(Point-per-instance localization data)

┌──

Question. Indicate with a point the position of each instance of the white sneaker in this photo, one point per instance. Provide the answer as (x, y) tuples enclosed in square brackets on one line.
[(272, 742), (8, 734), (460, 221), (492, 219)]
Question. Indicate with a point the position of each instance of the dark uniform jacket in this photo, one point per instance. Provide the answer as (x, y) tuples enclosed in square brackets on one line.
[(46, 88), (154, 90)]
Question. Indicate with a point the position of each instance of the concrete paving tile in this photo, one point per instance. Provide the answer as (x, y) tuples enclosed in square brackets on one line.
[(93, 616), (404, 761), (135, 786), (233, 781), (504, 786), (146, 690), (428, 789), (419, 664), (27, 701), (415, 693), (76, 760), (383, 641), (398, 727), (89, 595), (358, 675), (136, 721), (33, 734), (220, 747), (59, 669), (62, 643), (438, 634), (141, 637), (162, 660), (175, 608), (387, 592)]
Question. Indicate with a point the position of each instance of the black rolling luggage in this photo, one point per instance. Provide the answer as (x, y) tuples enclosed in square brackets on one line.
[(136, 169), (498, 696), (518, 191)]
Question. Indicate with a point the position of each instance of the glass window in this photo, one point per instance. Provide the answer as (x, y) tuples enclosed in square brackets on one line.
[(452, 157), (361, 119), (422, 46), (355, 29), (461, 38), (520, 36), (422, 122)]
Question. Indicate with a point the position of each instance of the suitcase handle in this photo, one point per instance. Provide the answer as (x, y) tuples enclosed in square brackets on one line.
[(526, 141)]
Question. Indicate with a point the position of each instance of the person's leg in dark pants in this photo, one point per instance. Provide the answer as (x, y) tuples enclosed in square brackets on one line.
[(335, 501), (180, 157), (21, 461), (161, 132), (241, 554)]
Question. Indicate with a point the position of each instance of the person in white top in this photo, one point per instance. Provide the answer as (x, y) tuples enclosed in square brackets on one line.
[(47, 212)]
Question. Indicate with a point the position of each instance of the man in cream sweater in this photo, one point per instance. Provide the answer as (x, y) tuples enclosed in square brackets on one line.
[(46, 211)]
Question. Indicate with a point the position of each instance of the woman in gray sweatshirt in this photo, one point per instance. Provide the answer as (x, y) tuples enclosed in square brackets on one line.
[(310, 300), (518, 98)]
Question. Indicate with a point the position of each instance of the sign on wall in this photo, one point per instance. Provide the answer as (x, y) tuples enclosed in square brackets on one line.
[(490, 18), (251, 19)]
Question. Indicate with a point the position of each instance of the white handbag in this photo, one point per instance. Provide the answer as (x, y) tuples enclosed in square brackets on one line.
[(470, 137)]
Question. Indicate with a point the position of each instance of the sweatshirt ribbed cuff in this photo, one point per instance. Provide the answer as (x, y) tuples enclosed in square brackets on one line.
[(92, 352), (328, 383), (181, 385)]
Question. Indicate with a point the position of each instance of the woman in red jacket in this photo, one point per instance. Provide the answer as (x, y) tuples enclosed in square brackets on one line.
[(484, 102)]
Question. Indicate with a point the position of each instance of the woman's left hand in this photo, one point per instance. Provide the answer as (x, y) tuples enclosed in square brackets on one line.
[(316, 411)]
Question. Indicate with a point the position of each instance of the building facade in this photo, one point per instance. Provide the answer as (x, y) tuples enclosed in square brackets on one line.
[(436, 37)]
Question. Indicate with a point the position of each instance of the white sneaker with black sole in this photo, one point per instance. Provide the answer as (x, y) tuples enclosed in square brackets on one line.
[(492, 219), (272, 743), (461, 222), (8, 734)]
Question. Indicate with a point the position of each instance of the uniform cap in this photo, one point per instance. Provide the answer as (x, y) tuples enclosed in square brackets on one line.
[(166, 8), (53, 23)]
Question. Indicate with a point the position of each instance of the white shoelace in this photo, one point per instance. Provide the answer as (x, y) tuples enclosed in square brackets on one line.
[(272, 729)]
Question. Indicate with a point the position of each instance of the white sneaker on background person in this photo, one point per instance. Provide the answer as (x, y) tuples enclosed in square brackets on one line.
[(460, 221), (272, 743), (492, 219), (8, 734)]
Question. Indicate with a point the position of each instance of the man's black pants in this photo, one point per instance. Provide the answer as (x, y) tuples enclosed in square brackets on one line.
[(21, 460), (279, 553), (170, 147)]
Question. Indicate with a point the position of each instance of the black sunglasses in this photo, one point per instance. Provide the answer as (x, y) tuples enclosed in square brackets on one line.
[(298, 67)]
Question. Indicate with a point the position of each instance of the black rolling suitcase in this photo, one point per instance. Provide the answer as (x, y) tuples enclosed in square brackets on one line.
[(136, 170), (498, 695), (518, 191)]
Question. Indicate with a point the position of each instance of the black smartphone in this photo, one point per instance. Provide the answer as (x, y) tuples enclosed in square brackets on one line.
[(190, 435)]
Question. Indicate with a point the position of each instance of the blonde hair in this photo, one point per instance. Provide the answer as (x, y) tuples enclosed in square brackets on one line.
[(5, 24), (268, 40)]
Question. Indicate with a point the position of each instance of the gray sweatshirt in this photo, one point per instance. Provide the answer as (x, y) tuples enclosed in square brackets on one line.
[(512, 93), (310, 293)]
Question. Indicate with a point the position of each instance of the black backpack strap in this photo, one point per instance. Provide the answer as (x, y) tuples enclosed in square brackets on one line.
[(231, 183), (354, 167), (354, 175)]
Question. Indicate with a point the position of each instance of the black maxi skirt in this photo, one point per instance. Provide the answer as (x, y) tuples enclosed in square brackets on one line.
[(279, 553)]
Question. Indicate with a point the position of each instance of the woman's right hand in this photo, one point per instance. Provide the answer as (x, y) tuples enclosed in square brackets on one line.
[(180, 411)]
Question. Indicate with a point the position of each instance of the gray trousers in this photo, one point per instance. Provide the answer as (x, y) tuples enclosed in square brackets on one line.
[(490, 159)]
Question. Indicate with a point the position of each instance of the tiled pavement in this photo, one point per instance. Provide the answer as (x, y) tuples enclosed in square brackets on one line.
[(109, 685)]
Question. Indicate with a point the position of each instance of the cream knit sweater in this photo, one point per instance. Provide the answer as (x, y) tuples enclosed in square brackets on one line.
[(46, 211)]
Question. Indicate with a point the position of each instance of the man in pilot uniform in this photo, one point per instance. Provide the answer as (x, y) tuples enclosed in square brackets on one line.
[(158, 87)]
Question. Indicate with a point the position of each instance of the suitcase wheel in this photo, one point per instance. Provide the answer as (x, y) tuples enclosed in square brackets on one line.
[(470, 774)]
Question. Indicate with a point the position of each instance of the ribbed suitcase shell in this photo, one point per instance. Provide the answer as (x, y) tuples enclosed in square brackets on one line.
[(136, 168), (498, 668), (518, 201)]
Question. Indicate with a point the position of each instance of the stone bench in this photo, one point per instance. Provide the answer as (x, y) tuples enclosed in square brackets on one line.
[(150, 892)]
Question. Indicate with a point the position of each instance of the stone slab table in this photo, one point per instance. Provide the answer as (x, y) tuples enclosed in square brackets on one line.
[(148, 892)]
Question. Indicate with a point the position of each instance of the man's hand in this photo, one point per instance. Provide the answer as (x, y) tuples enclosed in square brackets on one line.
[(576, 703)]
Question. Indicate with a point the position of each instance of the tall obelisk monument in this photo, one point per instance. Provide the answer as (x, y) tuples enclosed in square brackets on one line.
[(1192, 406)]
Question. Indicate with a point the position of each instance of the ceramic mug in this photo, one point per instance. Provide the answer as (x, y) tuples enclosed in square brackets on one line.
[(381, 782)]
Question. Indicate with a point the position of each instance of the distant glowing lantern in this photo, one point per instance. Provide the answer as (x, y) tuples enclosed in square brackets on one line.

└──

» **Work to be completed**
A full, exact copy of the entries is the required answer.

» **Exercise response**
Question. Indicate with a point the position of each instance of the white sneaker in this photo, one point per instance. Provide the answer as (x, y) tuples enclosed in square brackets on one line.
[(272, 742), (8, 734), (460, 221), (492, 219)]
Question. Indicate with a point the position of each instance of the dark uniform jacket in this photo, one point per instance. Provide the answer as (x, y) tuples enclosed in square brackets on one line.
[(46, 88), (154, 90)]
Question. Indicate with a point the position of each instance of the concrete paving tile in this photo, one point per instance. Provide the answer as (x, y) tuples enclosed in square brackets on one line.
[(93, 616), (404, 761), (135, 786), (233, 781), (504, 786), (146, 690), (428, 789), (419, 664), (27, 701), (415, 693), (76, 760), (383, 641), (398, 727), (89, 595), (358, 675), (136, 721), (33, 734), (220, 747), (59, 669), (62, 643), (438, 634), (141, 637), (162, 660), (175, 608), (387, 592)]
Question. Indicate with a point the position of each instance of the black rolling luggage in this photo, one point per instance. Provide the answer as (x, y) tuples enclosed in square brackets on one line.
[(136, 169), (498, 696), (518, 191)]
Question. Indicate with a point the position of each instance of the glass window in this photo, one point per instance. Provide the answer as (x, y) tuples enclosed in square brackets on one line.
[(452, 157), (361, 119), (422, 46), (355, 29), (461, 38), (520, 36), (422, 122)]
Question. Indicate with a point the position of each instance of the suitcase handle in this photo, one point per instance. Provide the answer as (x, y) tuples enclosed in square brackets on one line.
[(526, 141)]
Question. Indicate with a point the position of each instance of the person's leg in dark pants in this photo, one point per instance. Provide the answer as (x, y) tuples enclosed in square brackets on one line.
[(335, 501), (180, 157), (21, 461), (161, 132), (241, 554)]
Question. Indicate with a point the position of each instance of the person in white top in this photo, one point per instance. Provide the answer as (x, y) tuples enclosed in square brackets on one line.
[(47, 212)]
Question. Indicate with a point the position of each instance of the man in cream sweater in this photo, one point per instance. Provide the answer as (x, y) tuples enclosed in square brackets on one line.
[(46, 211)]
Question. Indicate with a point the position of each instance of the woman in gray sweatshirt in this photo, one point per instance. Provide the answer as (x, y) tuples enclosed in square brackets on one line.
[(310, 300), (518, 98)]
Question. Indicate with a point the position of each instance of the sign on wall in this photo, one point per instance. Provide the answer as (x, y) tuples enclosed in square brackets on one line.
[(490, 18), (251, 19)]
Question. Indicate with a point the position of each instance of the white handbag in this photo, one point per instance. Provide the answer as (x, y) tuples enclosed in square brackets on one line.
[(470, 137)]
Question. Indicate with a point the position of each instance of the sweatshirt ribbed cuff in this photo, one point per instance. Provide the answer as (x, y) tuples enclosed in square brackets on one line.
[(92, 352), (328, 383), (181, 385)]
Question. Indicate with a point the position of each instance of the woman in red jacket in this photo, one point per instance. Provide the answer as (x, y) tuples enclosed in square brackets on one line.
[(484, 102)]
Question. Indicate with a point the position of each instance of the woman's left hand in this photo, one point per instance. Provide the answer as (x, y) tuples enclosed in square brackets on one line.
[(316, 411)]
Question. Indicate with a point the position of each instance of the building facade in this photo, one point per instance. Provide the answer as (x, y) tuples enclosed in square brackets on one line.
[(436, 37)]
Question. Indicate with a point the position of each instance of the white sneaker with black sole in this photo, one point per instance. Provide the answer as (x, y) tuples enclosed in square brackets on one line.
[(492, 219), (272, 743), (461, 222), (8, 734)]
Question. Indicate with a point the position of each instance of the uniform cap in this photo, one point per instance. Provide the answer as (x, y) tuples enclosed in square brackets on one line.
[(166, 8), (53, 23)]
Question. Indicate with a point the position of each instance of the white shoelace in this photo, one point per instance. Provide the answer as (x, y) tuples enclosed in square brackets on one line.
[(272, 729)]
Question. Indicate with a point the position of each instance of the white sneaker on background person in this photo, one point per instance. Provide the answer as (x, y) tuples enclosed in square brackets on one line.
[(460, 221), (272, 743), (492, 219), (8, 734)]
Question. Indicate with a point the position of each instance of the man's black pants in this photo, one point per instance. Provide the answer as (x, y) tuples enclosed in square brackets on one line.
[(21, 460), (279, 553), (170, 147)]
Question. Indicate with a point the position of each instance of the black sunglasses in this photo, one point per instance. Provide the answer as (x, y) tuples enclosed in square brackets on one line.
[(298, 67)]
Question. Indicate with a point the position of each instance of the black rolling suitcase in this photo, one point per instance. Provide the answer as (x, y) tuples enclosed in square brackets on one line.
[(136, 170), (498, 695), (518, 191)]
Question. Indicate with a point the position of each instance of the black smartphone in this photo, one point per instance. Provide the answer as (x, y) tuples enclosed in square brackets on one line.
[(190, 435)]
Question. Indicate with a point the position of each instance of the blonde hair in this photo, one point per instance. Provide the answer as (x, y) tuples enclosed in square brackets on one line.
[(5, 24), (268, 40)]
Question. Indicate with a point the position of each instance of the gray sweatshirt in this photo, one point per instance. Provide the answer as (x, y) tuples enclosed in square brackets on one line.
[(512, 93), (310, 293)]
Question. Indicate with a point the position of each instance of the black backpack strap in this photo, one point per instance. Provide the answer as (x, y) tuples enclosed in square brackets on one line.
[(231, 183), (354, 167), (354, 175)]
Question. Indicate with a point the position of each instance of the black maxi skirt in this photo, one point per instance. Provide the answer as (x, y) tuples enclosed in square brackets on one line.
[(279, 553)]
Question. Indicate with a point the position of each instance of the woman's right hand in this photo, one point per instance. Provide the answer as (x, y) tuples enclosed in square brackets on one line.
[(180, 411)]
Question. Indicate with a point the position of each instance of the gray trousers in this photo, one point per instance. Provide the answer as (x, y) tuples enclosed in square brackets on one line.
[(490, 159)]
Question. Indicate with a point the position of each instance of the tiled pavement in this photo, one point per instance. Provide the answer as (x, y) tuples enclosed in square brackets on one line.
[(109, 685)]
Question. Indicate with a point the position of each instance of the cream knit sweater in this photo, one point per instance. Provide the answer as (x, y) tuples enclosed in square brackets on one line.
[(46, 211)]
Question. Indicate with a point the position of each instance of the man in pilot uniform in this photo, one point per instance. Provide the answer as (x, y) tuples enclosed in square brackets on one line.
[(158, 87)]
Question. Indicate with a point the position of each instance of the suitcase wheel in this photo, one point per instance. Provide the answer as (x, y) tuples enclosed in square brackets on one line.
[(470, 774)]
Question. Indicate with a point the position of each instance of the ribbed suitcase shell in this photo, one point per instance. Provide the answer as (x, y) tuples enclosed in square brackets on one line.
[(136, 168), (498, 668), (518, 201)]
Question. Indicate with a point the position of each instance of the stone bench in this photo, one point per instance. Provide the answer as (x, y) tuples enclosed in square brackets on one line.
[(150, 892)]
Question. Indicate with a point the position of each instance of the stone slab table in this photo, one point per instance. Provide the answer as (x, y) tuples enclosed in square brackets on one line.
[(148, 892)]
Question. Indicate with a point the position of each instance of the man's hand in this photo, one point per instance. Provide the answer as (x, y) tuples enclosed in square brackets on one line.
[(576, 703)]
Question. Indicate with a point the position of each instance of the tall obelisk monument in this photo, one point per instance. Provide the answer as (x, y) tuples enclosed in square brackets on one line.
[(1192, 406)]
Question. Indicate with a point the position of each instance of the ceramic mug in this photo, one point per instance. Provide the answer as (x, y) tuples enclosed in square brackets on one line.
[(381, 782)]
Question. Indicate with a point the position of each instance of the distant glowing lantern in this photo, one point per instance. Provide the answer as (x, y) tuples enclosed in square brackets on one line.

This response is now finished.